◆ EXERCISE INSTRUCTIONS
Please return all records verbatim, no pictures.

EXTRACTED RECORDS: Begin

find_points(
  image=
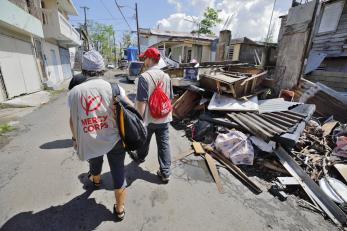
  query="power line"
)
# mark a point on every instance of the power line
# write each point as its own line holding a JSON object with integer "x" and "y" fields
{"x": 103, "y": 4}
{"x": 85, "y": 14}
{"x": 99, "y": 19}
{"x": 122, "y": 14}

EXTRACTED RECORDS: End

◆ RESULT OF THE EXERCISE
find_points(
  image=
  query="power line"
)
# mark a point on every instance of the power line
# write each point as its own line holding a JSON object with integer "x" and "y" fields
{"x": 103, "y": 4}
{"x": 85, "y": 14}
{"x": 99, "y": 19}
{"x": 122, "y": 14}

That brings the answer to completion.